(Records from a dataset)
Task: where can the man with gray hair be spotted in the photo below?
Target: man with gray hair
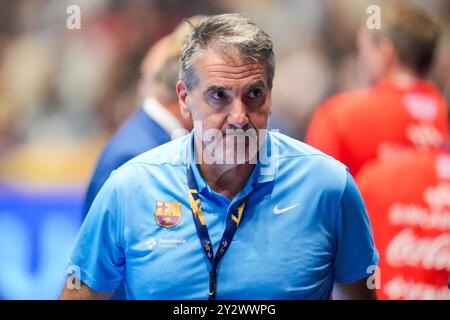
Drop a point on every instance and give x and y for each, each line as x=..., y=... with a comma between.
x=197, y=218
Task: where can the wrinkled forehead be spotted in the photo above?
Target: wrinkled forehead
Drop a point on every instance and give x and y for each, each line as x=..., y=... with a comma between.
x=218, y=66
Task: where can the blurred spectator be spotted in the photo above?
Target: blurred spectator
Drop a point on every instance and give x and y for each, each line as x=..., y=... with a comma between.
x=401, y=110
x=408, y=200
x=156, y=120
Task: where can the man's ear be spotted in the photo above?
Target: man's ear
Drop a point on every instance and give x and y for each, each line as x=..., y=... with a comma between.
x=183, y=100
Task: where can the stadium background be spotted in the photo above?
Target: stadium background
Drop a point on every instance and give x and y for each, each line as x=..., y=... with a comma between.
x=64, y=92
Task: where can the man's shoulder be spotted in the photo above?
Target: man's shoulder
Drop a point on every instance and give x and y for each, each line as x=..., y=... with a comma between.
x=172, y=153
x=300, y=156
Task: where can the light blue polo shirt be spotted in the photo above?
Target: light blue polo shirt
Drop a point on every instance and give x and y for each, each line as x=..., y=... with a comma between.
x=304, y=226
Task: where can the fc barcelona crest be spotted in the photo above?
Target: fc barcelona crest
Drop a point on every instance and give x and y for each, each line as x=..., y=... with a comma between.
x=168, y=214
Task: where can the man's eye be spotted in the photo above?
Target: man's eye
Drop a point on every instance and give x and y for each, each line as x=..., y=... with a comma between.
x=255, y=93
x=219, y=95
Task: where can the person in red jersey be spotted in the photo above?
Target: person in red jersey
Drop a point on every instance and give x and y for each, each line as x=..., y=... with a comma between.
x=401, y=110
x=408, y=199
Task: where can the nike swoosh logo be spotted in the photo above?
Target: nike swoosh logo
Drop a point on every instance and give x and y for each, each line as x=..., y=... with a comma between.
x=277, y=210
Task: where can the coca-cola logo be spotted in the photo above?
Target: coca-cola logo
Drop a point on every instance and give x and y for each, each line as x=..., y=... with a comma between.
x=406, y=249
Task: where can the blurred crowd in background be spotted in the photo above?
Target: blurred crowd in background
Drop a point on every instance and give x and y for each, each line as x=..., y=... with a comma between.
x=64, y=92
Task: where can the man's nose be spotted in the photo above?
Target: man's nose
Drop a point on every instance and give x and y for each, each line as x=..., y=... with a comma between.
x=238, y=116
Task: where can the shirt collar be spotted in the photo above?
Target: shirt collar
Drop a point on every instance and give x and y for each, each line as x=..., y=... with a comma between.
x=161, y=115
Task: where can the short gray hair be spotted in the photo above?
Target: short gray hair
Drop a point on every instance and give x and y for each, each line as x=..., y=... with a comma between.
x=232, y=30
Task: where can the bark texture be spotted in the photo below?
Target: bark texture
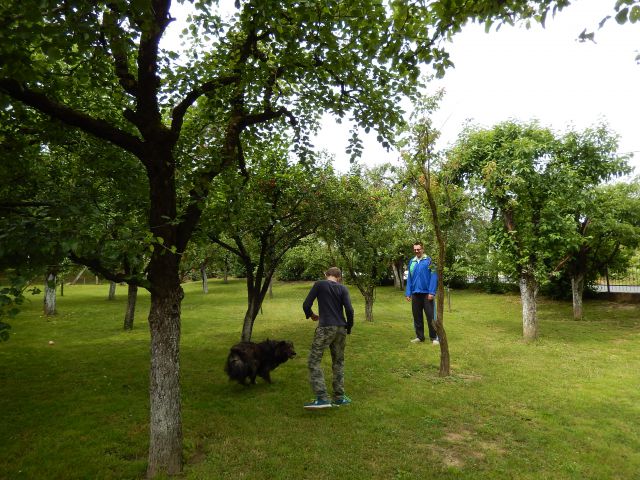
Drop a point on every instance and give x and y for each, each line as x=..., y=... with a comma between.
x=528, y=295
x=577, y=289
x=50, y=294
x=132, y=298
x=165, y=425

* * *

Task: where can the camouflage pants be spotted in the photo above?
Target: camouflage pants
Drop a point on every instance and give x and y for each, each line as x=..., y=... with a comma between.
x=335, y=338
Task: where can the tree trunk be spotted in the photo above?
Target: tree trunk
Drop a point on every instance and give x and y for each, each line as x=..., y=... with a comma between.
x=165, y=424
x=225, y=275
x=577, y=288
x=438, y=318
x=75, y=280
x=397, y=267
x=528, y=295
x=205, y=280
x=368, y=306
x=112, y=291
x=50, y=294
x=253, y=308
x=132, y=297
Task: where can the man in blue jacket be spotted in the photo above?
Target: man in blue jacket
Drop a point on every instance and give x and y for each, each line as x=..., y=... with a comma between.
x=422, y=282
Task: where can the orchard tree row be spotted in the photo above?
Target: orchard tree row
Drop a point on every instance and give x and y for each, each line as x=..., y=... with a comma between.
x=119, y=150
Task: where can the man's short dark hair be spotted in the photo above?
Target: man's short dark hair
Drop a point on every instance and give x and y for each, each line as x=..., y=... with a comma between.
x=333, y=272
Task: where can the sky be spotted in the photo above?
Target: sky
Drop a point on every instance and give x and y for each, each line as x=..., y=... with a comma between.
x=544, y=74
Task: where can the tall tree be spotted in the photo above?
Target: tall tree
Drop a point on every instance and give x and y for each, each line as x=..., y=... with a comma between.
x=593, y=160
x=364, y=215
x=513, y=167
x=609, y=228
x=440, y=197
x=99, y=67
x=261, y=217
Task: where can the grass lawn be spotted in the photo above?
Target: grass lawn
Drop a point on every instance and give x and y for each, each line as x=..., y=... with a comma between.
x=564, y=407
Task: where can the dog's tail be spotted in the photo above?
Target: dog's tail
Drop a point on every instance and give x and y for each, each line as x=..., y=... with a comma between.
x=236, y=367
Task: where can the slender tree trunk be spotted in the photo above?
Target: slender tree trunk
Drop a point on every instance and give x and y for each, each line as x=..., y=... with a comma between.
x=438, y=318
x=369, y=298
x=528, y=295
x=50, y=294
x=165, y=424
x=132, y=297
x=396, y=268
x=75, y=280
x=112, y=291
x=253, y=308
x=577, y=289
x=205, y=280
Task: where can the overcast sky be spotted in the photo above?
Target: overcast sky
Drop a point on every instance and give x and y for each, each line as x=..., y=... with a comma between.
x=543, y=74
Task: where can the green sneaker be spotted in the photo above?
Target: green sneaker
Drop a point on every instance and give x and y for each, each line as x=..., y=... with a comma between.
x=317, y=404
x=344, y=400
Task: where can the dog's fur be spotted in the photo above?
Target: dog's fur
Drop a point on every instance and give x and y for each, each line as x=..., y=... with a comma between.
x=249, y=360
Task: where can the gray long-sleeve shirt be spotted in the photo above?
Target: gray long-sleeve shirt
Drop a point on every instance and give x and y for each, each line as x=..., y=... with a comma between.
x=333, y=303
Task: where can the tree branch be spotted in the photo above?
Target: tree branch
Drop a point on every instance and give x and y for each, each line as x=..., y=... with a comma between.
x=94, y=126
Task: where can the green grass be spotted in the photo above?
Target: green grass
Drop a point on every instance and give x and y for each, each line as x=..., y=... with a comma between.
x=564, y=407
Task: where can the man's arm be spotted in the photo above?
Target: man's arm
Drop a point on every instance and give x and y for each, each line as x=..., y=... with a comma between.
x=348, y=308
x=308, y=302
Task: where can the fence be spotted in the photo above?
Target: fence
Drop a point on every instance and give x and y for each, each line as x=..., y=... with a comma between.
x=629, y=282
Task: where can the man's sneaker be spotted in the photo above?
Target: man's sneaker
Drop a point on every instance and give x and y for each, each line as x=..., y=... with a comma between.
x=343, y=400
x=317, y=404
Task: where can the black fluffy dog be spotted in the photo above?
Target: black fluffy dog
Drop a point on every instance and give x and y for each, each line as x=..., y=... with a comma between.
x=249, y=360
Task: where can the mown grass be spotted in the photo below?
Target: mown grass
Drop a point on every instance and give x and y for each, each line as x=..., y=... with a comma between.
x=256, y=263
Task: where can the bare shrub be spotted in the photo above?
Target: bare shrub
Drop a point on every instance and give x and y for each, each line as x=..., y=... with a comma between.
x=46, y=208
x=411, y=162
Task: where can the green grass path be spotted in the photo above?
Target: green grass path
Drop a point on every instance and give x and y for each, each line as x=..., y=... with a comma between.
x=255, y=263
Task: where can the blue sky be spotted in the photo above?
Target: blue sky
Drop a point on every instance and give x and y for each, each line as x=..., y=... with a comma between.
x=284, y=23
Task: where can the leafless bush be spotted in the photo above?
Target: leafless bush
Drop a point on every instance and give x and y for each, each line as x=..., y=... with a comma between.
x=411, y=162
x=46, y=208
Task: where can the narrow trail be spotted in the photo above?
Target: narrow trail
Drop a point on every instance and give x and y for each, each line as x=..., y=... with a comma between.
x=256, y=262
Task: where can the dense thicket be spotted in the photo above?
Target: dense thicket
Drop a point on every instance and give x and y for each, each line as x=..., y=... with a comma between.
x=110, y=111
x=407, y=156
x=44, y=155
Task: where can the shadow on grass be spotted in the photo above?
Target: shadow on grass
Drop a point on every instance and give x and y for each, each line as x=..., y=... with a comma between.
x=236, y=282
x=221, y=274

(WHAT TO PRODUCE)
Please copy every line in the entries where "coca" appears.

(SOLUTION TO THE PROBLEM)
Task: where can the coca-cola logo be spotted in the photo above?
Target: coca-cola logo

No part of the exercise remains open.